## Given request
Convert every line of the entries below into a JSON list of strings, one string per line, leaving out any blank lines.

## Data in this exercise
----

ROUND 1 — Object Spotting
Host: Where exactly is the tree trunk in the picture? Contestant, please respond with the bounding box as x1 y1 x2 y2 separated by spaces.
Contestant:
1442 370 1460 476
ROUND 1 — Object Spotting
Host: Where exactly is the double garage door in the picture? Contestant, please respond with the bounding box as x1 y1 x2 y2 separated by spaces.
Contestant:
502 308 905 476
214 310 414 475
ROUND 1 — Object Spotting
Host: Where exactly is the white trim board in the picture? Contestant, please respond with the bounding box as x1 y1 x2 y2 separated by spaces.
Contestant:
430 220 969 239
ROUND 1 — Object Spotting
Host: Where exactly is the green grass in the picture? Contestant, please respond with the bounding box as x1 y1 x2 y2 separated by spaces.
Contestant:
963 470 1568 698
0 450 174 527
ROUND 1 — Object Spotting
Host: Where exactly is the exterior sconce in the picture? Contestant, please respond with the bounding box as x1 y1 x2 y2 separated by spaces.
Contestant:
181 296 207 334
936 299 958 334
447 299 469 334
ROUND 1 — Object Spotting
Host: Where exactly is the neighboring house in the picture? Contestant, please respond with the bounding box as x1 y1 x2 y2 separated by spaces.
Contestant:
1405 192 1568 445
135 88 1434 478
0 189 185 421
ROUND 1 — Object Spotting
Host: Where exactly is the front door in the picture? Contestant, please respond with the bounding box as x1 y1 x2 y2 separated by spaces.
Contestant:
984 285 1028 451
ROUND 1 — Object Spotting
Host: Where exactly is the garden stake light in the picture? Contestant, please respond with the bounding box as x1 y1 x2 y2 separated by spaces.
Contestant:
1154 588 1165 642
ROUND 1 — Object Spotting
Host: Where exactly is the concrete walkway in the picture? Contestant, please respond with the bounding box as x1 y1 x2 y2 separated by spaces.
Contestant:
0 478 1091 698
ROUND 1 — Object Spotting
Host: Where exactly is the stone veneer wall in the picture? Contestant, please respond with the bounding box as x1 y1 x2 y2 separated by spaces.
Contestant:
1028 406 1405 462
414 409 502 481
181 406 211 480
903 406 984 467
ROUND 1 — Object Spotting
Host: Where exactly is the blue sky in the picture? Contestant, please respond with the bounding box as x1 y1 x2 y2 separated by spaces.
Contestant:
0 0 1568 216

----

## Solution for this task
[
  "ROUND 1 — Object Spotting",
  "Host: Where exactly is the tree trunk in the picture? Contestant, please respond with the bounding box as x1 y1 x2 y2 separated by spaces.",
  "Contestant:",
  "1442 370 1460 476",
  "ROUND 1 — Object Spotting",
  "Host: Where exactly is the double garage door in the picture? Contestant, please respond with the bounding box as x1 y1 x2 y2 separated by spaces.",
  "Contestant:",
  "502 308 905 476",
  "214 310 414 475",
  "ROUND 1 — Object Spotting",
  "Host: Where exactly is the white trim board in the picture? Contestant, please respond with the bounding box as x1 y1 x2 y2 separated by spaces.",
  "Contestant:",
  "430 220 969 239",
  "ROUND 1 — Object Spotting",
  "Host: Where exactly is the green grass in the picture? Contestant, please respond with the bounding box as x1 y1 x2 y2 separated by spaces.",
  "Contestant:",
  "963 470 1568 698",
  "0 450 174 527",
  "ROUND 1 — Object Spotting",
  "Host: Where exactly is the exterior sconce in the picture? Contestant, please respond with the bounding box as x1 y1 x2 y2 separated by spaces.",
  "Contestant:",
  "181 296 207 334",
  "936 299 958 334",
  "447 299 469 334",
  "ROUND 1 — Object Spotting",
  "Host: Where exactly is the neighboring house in the picture? Contestant, please respond with the bounding box as x1 y1 x2 y2 separated by spaces.",
  "Contestant:",
  "1405 192 1568 445",
  "135 88 1434 478",
  "0 189 185 421",
  "ROUND 1 — Object Spotting",
  "Host: Where exactly is the front door in the picture? Contestant, please respond with the bounding box as x1 y1 x2 y2 separated by spaces.",
  "Contestant:",
  "984 285 1028 451",
  "ROUND 1 — Object Spotting",
  "Host: Where exactly is the garden stake light in the picture? Contestant, please respond with the bounding box as x1 y1 x2 y2 separated by spaces.",
  "Contestant:",
  "1154 588 1165 642",
  "ROUND 1 — Object Spotting",
  "Host: Where exactly is the concrete walkway in the picture? Contestant, please respond with the bounding box as x1 y1 x2 y2 separated by spaces.",
  "Contestant:",
  "0 478 1091 698",
  "ROUND 1 — Object Spotting",
  "Host: Where exactly is the stone veneer wall in the picture? Contestant, please respond with the bounding box as x1 y1 x2 y2 separated by spaces.",
  "Contestant:",
  "1028 406 1405 462",
  "414 409 502 481",
  "181 406 211 480",
  "903 406 984 467",
  "ROUND 1 — Object Spotting",
  "Host: Where exactly is the blue sky in the picture? Contestant, please respond with the bounding box as x1 y1 x2 y2 separated by spaces.",
  "Contestant:",
  "0 0 1568 216"
]